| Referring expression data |
----
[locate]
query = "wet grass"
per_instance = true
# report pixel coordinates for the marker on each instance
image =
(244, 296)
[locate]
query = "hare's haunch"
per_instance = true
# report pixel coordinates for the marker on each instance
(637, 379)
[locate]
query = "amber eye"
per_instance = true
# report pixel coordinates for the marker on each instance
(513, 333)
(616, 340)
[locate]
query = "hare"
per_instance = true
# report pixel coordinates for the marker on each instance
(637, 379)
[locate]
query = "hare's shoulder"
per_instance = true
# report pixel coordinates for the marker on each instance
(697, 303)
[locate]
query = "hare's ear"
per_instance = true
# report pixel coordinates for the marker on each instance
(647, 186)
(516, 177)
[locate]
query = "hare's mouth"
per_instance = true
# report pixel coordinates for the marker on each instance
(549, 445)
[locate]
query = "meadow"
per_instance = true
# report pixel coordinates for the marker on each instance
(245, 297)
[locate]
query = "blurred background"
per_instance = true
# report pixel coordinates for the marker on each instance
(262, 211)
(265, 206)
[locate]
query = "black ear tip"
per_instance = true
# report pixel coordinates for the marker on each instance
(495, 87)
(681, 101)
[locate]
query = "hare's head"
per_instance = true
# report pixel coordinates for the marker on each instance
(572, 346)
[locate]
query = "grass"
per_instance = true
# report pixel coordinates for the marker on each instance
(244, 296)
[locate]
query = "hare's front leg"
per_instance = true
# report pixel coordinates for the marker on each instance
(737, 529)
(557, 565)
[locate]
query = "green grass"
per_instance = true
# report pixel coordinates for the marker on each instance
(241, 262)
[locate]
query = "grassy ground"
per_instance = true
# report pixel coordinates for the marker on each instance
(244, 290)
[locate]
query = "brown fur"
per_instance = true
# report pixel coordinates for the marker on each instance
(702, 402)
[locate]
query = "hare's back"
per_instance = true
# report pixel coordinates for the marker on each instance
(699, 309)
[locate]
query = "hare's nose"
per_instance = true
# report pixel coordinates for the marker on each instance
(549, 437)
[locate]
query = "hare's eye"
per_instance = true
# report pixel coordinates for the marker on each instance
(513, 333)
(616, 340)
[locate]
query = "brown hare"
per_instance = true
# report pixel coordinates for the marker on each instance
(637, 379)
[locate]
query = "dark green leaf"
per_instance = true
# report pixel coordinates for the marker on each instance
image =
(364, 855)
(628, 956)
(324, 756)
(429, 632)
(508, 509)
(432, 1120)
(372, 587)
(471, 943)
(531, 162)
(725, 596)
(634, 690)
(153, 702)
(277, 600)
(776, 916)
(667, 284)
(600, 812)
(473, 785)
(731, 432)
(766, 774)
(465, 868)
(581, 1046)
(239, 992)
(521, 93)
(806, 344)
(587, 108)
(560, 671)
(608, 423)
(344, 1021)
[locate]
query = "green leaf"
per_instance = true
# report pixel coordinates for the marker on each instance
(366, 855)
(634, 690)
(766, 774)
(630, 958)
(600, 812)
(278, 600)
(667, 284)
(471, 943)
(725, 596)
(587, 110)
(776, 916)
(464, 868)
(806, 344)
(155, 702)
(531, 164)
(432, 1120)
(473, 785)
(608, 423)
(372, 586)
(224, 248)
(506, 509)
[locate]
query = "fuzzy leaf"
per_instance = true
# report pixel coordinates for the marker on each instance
----
| Exercise |
All the records above need to be transcribed exactly and in full.

| Your response |
[locate]
query = "wet grass"
per_instance = true
# report pixel coordinates for the marker on each instance
image =
(244, 296)
[locate]
query = "hare's haunch"
per_instance = true
# report pixel coordinates for the marker on each instance
(637, 379)
[locate]
query = "amber eye"
per_instance = true
# report pixel coordinates for the marker on each instance
(513, 333)
(616, 340)
[locate]
query = "hare"
per_instance = true
# report pixel coordinates for the marker on each instance
(637, 379)
[locate]
query = "hare's shoulder"
per_instance = true
# report pixel coordinates for the marker on each instance
(697, 303)
[locate]
query = "hare's ear"
per_instance = true
# report pixel coordinates for the marker on each instance
(647, 186)
(516, 177)
[locate]
query = "hare's mouth"
per_instance = true
# report pixel coordinates for the marker on each instance
(549, 445)
[locate]
query = "meadow"
per_instance = true
# report pixel coordinates for the marker on each instance
(245, 297)
[locate]
query = "blurred background"
per_instance = true
# report pixel coordinates for the marker on each instance
(262, 211)
(265, 206)
[locate]
query = "black ear tip"
per_instance = true
# report pixel coordinates for the marker on each instance
(495, 87)
(681, 101)
[locate]
query = "hare's head"
per_instance = true
# report pixel coordinates for the marker on each instance
(572, 346)
[locate]
query = "grass"
per_instance = true
# report pixel coordinates for the marker on each instance
(244, 296)
[locate]
query = "hare's front leg"
per_instance = true
# report pixel coordinates for the marker on each instance
(737, 529)
(557, 565)
[locate]
query = "green grass"
per_instance = true
# report pixel coordinates for the marker on each instance
(241, 262)
[locate]
query = "grassy ground"
per_instance = true
# report pixel coordinates for the marker on each instance
(244, 290)
[locate]
query = "brown fur"
per_instance = true
# report pixel coordinates for the marker on each instance
(702, 402)
[locate]
query = "hare's back"
per_instance = true
# report pixel coordinates for the marker on each instance
(699, 309)
[locate]
query = "hare's nose"
per_instance = true
# report pixel coordinates for the marker on each instance
(549, 437)
[locate]
query = "hare's eye"
per_instance = true
# report pixel coordinates for the marker on each instance
(513, 333)
(616, 340)
[locate]
query = "brown hare"
per_instance = true
# report pixel coordinates for the marker on each instance
(637, 379)
[locate]
query = "dark green leaf"
per_instance = true
# report pixel coordinates for the marker on each instance
image =
(364, 855)
(628, 956)
(324, 756)
(429, 632)
(508, 509)
(432, 1120)
(372, 587)
(471, 943)
(531, 162)
(725, 596)
(634, 690)
(153, 702)
(277, 600)
(776, 916)
(667, 284)
(600, 812)
(473, 785)
(731, 432)
(766, 774)
(465, 868)
(581, 1046)
(239, 992)
(521, 93)
(806, 344)
(587, 108)
(560, 671)
(608, 423)
(344, 1021)
[locate]
query = "green leaf"
per_instance = true
# report pixel coordinates for the marker on each instance
(366, 855)
(634, 690)
(766, 774)
(630, 958)
(600, 812)
(278, 600)
(667, 284)
(471, 943)
(725, 596)
(587, 110)
(776, 916)
(464, 868)
(806, 344)
(155, 702)
(531, 164)
(432, 1120)
(473, 785)
(608, 423)
(372, 586)
(224, 248)
(506, 509)
[locate]
query = "fuzzy leaf"
per_instance = true
# report pixel coordinates for the marker on each instance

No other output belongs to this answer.